• RECORDS FOR THIS EXERCISE:
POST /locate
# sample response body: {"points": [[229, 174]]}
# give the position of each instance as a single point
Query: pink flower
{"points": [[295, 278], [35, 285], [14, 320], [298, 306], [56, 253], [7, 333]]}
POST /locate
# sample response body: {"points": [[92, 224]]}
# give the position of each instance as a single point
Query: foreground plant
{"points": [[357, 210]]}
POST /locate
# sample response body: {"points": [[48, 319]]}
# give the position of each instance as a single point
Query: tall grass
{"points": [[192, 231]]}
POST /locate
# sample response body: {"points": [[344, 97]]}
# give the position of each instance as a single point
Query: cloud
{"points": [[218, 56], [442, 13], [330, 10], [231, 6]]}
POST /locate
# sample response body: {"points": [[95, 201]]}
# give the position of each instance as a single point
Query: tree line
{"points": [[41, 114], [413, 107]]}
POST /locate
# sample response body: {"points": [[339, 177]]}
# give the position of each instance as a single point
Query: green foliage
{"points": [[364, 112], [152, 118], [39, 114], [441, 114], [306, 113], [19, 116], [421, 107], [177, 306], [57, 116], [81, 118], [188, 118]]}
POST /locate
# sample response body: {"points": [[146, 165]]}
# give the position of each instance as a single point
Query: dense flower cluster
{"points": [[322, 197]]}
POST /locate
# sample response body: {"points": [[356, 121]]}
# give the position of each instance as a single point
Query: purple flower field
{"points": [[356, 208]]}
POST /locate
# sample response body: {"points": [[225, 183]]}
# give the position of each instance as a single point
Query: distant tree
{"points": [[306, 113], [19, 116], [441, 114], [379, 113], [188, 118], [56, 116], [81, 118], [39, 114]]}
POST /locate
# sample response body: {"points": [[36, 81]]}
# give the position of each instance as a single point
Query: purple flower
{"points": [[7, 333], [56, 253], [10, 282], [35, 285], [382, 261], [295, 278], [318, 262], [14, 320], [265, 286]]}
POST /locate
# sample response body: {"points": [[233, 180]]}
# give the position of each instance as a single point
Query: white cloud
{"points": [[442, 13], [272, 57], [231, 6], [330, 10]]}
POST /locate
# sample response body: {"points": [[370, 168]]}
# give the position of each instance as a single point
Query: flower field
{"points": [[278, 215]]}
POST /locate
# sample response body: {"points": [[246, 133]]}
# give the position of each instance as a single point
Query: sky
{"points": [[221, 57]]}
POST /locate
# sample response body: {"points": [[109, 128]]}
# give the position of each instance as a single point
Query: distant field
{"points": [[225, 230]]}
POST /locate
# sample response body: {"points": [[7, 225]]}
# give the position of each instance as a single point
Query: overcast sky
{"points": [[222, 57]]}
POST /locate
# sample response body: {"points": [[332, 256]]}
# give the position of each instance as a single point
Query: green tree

• GOAL: Extract, word for word, each line of the listing above.

• RESULT BELOW:
POST /locate
# sample response body: {"points": [[229, 174]]}
# give the position of each instance as a single point
Query: pink flower
{"points": [[295, 278], [35, 285], [14, 320], [298, 306], [56, 253], [7, 333]]}
POST /locate
# sample response body: {"points": [[92, 224]]}
# give the position of each instance as a single point
Query: foreground plant
{"points": [[357, 210]]}
POST /locate
# sample response body: {"points": [[48, 319]]}
# give the position of each instance as a single point
Query: tall grass
{"points": [[192, 231]]}
POST /locate
# sample response body: {"points": [[344, 97]]}
# give the position of each instance as a single point
Query: cloud
{"points": [[218, 56], [442, 13], [330, 10], [231, 6]]}
POST /locate
# sample response body: {"points": [[95, 201]]}
# give the position of each instance as a single point
Query: tree line
{"points": [[41, 114], [413, 107]]}
POST /locate
# sample response body: {"points": [[339, 177]]}
# give the position of each instance as a single point
Query: green foliage
{"points": [[364, 112], [152, 118], [39, 114], [441, 114], [306, 113], [19, 116], [421, 107], [177, 306], [57, 116], [81, 118], [188, 118]]}
POST /locate
# sample response body: {"points": [[146, 165]]}
# give the position of each instance as a single point
Query: dense flower cluster
{"points": [[322, 197]]}
POST /locate
# sample response body: {"points": [[356, 121]]}
# give the position of each instance as a single point
Query: purple flower field
{"points": [[356, 208]]}
POST /locate
# sample response body: {"points": [[225, 183]]}
# give the position of each instance as a single point
Query: distant tree
{"points": [[306, 113], [19, 116], [441, 114], [379, 113], [188, 118], [56, 116], [81, 118], [39, 114]]}
POST /locate
# sample response body: {"points": [[36, 81]]}
# give the position of each instance as a single point
Query: purple flower
{"points": [[7, 333], [56, 253], [10, 282], [35, 285], [382, 261], [295, 278], [318, 262], [14, 320], [265, 286]]}
POST /locate
# sample response body: {"points": [[233, 180]]}
# give the position of each instance as a single point
Query: white cloud
{"points": [[442, 13], [272, 57], [231, 6], [330, 10]]}
POST /locate
# sample response body: {"points": [[370, 168]]}
# give the position of each instance as a single point
Query: flower field
{"points": [[278, 215]]}
POST /locate
# sample response body: {"points": [[246, 133]]}
# give the position of each instance as a single point
Query: sky
{"points": [[221, 57]]}
POST /locate
# sample response body: {"points": [[109, 128]]}
# give the position of each instance as a single point
Query: distant field
{"points": [[225, 230]]}
POST /locate
# sample response body: {"points": [[7, 225]]}
# give the position of each instance as a single point
Query: overcast sky
{"points": [[222, 57]]}
POST /locate
# sample response body: {"points": [[332, 256]]}
# give the position of each instance as a single point
Query: green tree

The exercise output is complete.